* Quoted passage
-- begin --

Question

If force F, acceleration A and time T are taken as fundamental physical quantity then the dimension of length in this new system with be

Answer 1

Answer:-

$\mathsf{L = AT^2}$

Explanation:-

The dimensional formula of physical quantity:-

Force → $[MLT^{-2}]$

Acceleration → $[ LT^{-1}]$

Time → T

Now,

• This quantities are taken as fundamental physical quantity of length.

→$\mathsf{L = [F]^a [A]^b [T]}$

→$\mathsf{L = [MLT^{-2}]^a [LT^{-2}]^b [T]^c }$

→$\mathsf{L = M^a L^a T^{-2a} \times L^b T^{-2b}\times T^c }$

→$\mathsf{[M^0 L^1 T^0]= M^a L^{a +b}T^{-2a -2b +c}}$

• On equating with powers on L. H. S side.

→$M^0 = M^a$

→$a = 0$

→$L^1 = L^{a + b}$

→$1 = a + b$

→$b = 1$

→$T^0 = T^{-2a-2b+c}$

→$0 = -2a -b + c$

→$0 = -2\times 0 -2 +c$

→$0 = -2 + c$

→$c = 2$

Dimension of length is :-

$\mathsf{L = F^0 A^1 T^2}$

$\mathsf{L = AT^2}$

-- end --

* Excerpted data
-- begin --

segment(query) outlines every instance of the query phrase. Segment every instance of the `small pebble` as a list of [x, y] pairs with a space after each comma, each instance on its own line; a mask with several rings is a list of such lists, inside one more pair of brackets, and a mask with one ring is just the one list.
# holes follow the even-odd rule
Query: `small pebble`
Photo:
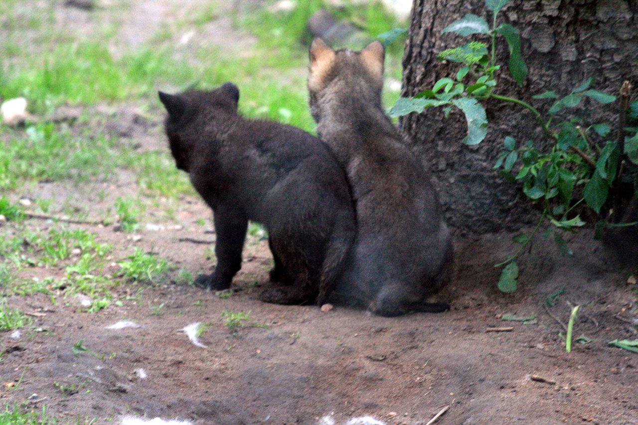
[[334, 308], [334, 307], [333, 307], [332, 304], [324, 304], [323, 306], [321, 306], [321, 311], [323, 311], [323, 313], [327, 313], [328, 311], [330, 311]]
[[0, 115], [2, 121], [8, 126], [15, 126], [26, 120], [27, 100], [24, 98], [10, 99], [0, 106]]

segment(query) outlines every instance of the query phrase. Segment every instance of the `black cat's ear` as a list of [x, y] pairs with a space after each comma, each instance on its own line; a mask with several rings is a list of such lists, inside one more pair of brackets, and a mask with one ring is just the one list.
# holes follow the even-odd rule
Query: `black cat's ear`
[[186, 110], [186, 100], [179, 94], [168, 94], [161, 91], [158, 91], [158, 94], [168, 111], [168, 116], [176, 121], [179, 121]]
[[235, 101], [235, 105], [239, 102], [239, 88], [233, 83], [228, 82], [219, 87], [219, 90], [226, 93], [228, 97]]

-- end --
-- begin --

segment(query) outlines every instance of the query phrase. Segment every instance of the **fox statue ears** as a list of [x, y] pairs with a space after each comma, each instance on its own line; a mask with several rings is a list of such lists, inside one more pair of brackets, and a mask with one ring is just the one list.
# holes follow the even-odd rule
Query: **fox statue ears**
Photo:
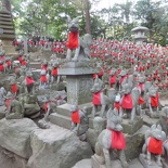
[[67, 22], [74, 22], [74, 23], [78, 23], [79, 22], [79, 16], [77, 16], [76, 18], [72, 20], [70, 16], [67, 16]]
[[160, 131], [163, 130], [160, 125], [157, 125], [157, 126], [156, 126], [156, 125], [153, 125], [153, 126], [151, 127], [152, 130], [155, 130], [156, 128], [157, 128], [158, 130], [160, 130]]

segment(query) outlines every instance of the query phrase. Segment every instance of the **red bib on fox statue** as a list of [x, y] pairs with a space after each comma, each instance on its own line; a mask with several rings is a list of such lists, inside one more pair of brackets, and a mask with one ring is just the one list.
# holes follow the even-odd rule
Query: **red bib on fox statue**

-- end --
-- begin --

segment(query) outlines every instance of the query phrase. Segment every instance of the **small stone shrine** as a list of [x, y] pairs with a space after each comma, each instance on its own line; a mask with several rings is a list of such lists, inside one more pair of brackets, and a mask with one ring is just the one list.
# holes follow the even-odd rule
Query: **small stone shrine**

-- end --

* Written problem 1
Reproduce the passage of the physics answer from "The dimensional formula" to "quantity of length.".
* Written problem 2
In the records, take the lines from the line with "of the **red" to the line with "Query: **red bib on fox statue**", swap "fox statue" for "stone fox", and give back only those lines.

* Correct output 1
The dimensional formula of physical quantity:-

Force → $[MLT^{-2}]$

Acceleration → $[ LT^{-1}]$

Time → T

Now,

• This quantities are taken as fundamental physical quantity of length.

* Correct output 2
segment(query) outlines every instance of the query phrase. Segment every instance of the **red bib on stone fox** as a list of [x, y] pairs with a space after each comma, each instance on its own line; a mask with several rings is a list of such lists, inside one more pair of brackets, and a mask with one ring is just the one list.
# holes follow the even-odd rule
Query: **red bib on stone fox**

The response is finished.